* _DIRECTION 1_
Format the point-labeling entries below as a two-column CSV with the columns "instruction" and "coordinates", one row per entry. Put each entry's wording and its answer in their own quoted fields, convert line breaks to spaces, and leave out the pictures.

* _TEXT PASSAGE_

## start

He has been fawned over in the broadsheets and music monthlies, interviewed on Jonathan Ross' Friday night chat show on BBC 1, and is curator of this year's Meltdown Festival at London's prestigious South Bank. Five years ago it was a very different story. No record company would touch Morrissey, and accusations of racism still lingered uneasily. Today, public goodwill for Morrissey hasn't been this high since the heyday of The Smiths some 20 years ago. So what's the appeal of Morrissey, and is he still relevant?

The Smiths were undoubtedly one of the best pop bands of the 1980s. Guitarist Johnny Marr's dazzling ability and agile melodies alone would make any band appealing. But it was Morrissey's persona that made the group stand out. Aside from being a masterful lyricist (as much high mirth as low miserablism), Morrissey was a pop stylist of striking originality. Everything from his clothing accessories and interviews to The Smiths' album sleeves seemed like statements of bold artistic intent.

Above all, Morrissey championed the idea of bookish intelligence even when he said dumb things himself. You didn't necessarily agree with his advocacy of celibacy, but you did admire a pop star more fascinated with provocative ideas than just music.

In the 1980s Morrissey certainly was provocative. His lyrics probed such matters as child murderers, hanging Radio One djs and the Queen, and even advocated shoplifting - not normally the stuff of pop music. But for many teenagers, Morrissey's main appeal was that he articulated the melodramatic woes of adolescence. He connected with thousands of young people who fancied themselves as 'misunderstood' and 'outsiders'. During the 1980s this was perhaps understandable. A substantial section of society was indeed looked upon as outsiders, or 'the enemy within', by the powers-that-be. Morrissey's alienated worldview seemed to make sense for those who didn't fit in with Thatcher's Britain.

But where Morrissey's dejected persona once railed against the mainstream, today his adolescent poses are the mainstream - not just with huge selling pop acts like Avril Lavigne, Alanis Morrissette and Radiohead, but in the more serious arena of public life.

After the death of Princess Diana in 1997, UK prime minister Tony Blair seemed to cultivate an air of Morrissey-style vulnerability and emotionalism that now embody New Britain's values. Blair's personal interest in anti-bullying campaigns echoed the concerns of Smiths songs such as 'The Headmaster Ritual' and 'Rusholme Ruffians'. Indeed, the pervasiveness of counselling today treats grown-ups as if they are 16-year-old Smiths fans.

Elsewhere, Morrissey's misanthropic leanings find greater resonance in contemporary society; so too does his fear of intimacy and his childish sentimentality towards animals. Clearly, Morrissey is a man of the times.

## end

* _INPUT RECORDS_
## start

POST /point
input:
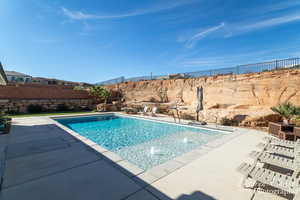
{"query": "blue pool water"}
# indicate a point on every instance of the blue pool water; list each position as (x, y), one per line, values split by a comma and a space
(133, 138)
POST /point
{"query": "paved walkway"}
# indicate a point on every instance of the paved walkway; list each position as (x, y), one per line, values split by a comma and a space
(45, 162)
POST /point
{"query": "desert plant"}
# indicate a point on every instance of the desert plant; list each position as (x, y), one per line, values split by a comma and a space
(100, 93)
(62, 107)
(228, 122)
(34, 108)
(287, 110)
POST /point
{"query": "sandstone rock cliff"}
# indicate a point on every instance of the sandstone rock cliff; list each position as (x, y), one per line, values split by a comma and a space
(247, 96)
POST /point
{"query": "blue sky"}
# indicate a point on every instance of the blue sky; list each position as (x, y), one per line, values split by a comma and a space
(96, 40)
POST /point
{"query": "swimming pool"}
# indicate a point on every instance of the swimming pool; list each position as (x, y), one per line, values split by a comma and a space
(144, 143)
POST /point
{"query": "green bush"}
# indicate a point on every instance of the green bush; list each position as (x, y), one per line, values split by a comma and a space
(287, 110)
(62, 107)
(100, 93)
(228, 122)
(34, 108)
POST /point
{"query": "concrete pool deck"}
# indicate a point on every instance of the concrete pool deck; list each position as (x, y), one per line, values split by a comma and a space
(44, 161)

## end

* _DIRECTION 2_
Resume the essay on Morrissey after its final sentence.

* _EXERCISE ANSWER 1_
instruction,coordinates
"POST /point input: {""query"": ""blue pool water""} # indicate a point on every instance of the blue pool water; list each position as (x, y), one per line, values split by a comma and a space","(133, 138)"
"POST /point {""query"": ""paved walkway""} # indicate a point on every instance of the paved walkway; list each position as (x, y), one per line, values split by a comma and a space","(45, 162)"
"POST /point {""query"": ""desert plant""} # indicate a point on every instance of the desert plant; list each position as (x, y), one per line, values split by a comma and a space","(100, 93) (62, 107) (228, 122) (34, 108) (287, 110)"
"POST /point {""query"": ""sandstone rock cliff""} # indicate a point on every instance of the sandstone rock cliff; list each position as (x, y), one per line, values split by a comma and a space","(247, 96)"
"POST /point {""query"": ""blue sky""} # indicate a point on every instance of the blue sky; list each position as (x, y), one per line, values split by a comma and a space","(96, 40)"
"POST /point {""query"": ""swimming pool""} # indicate a point on every instance of the swimming pool; list each position as (x, y), one per line, values split by a comma and a space","(144, 143)"
"POST /point {""query"": ""green bush""} # indicate a point on every instance of the green bush; list each position as (x, y), one per line, values split by a comma and a space","(287, 110) (62, 107) (100, 93) (228, 122) (34, 108)"
"POST /point {""query"": ""concrete pool deck""} # indicate a point on every instance of the concrete pool deck; list each position as (x, y), one per line, values split by a comma and a space","(44, 161)"

* _EXERCISE ANSWER 2_
But it's precisely because he has become so 'relevant' and so fully connected to the mainstream that he has also become so tame, bland and uninteresting. Morrissey returned as a 45-year-old to say exactly the same things he said in his twenties. Surely the best pop stars acts as agent provocateurs, saying the unsayable and challenging society's deep-seated conventions? That's harder to do so when your once-distinct outlook has become so conventional.

If Morrissey is so deeply boring and predictable, why are so many thirtysomething journalists wetting themselves at his return? It can't be because his new album, with its over-strained anthems and dated wrappings, is any good. Rather, Morrissey represents a time when pop music was seen as merely a gateway to more demanding cultures. In the 1980s, pop musicians' reading preferences and their political views were seen by many as being more important than their music. By proxy pop culture could pass itself off as artful and meaningful, too.

In a culture dominated by Pop Idol, Travis and Keane, it's impossible for music journalists to smear on a veneer of gravitas. Lionising Morrissey is a forlorn bid to remind us that pop culture was once edgy and interesting. Unfortunately this time, they've chosen the wrong saviour.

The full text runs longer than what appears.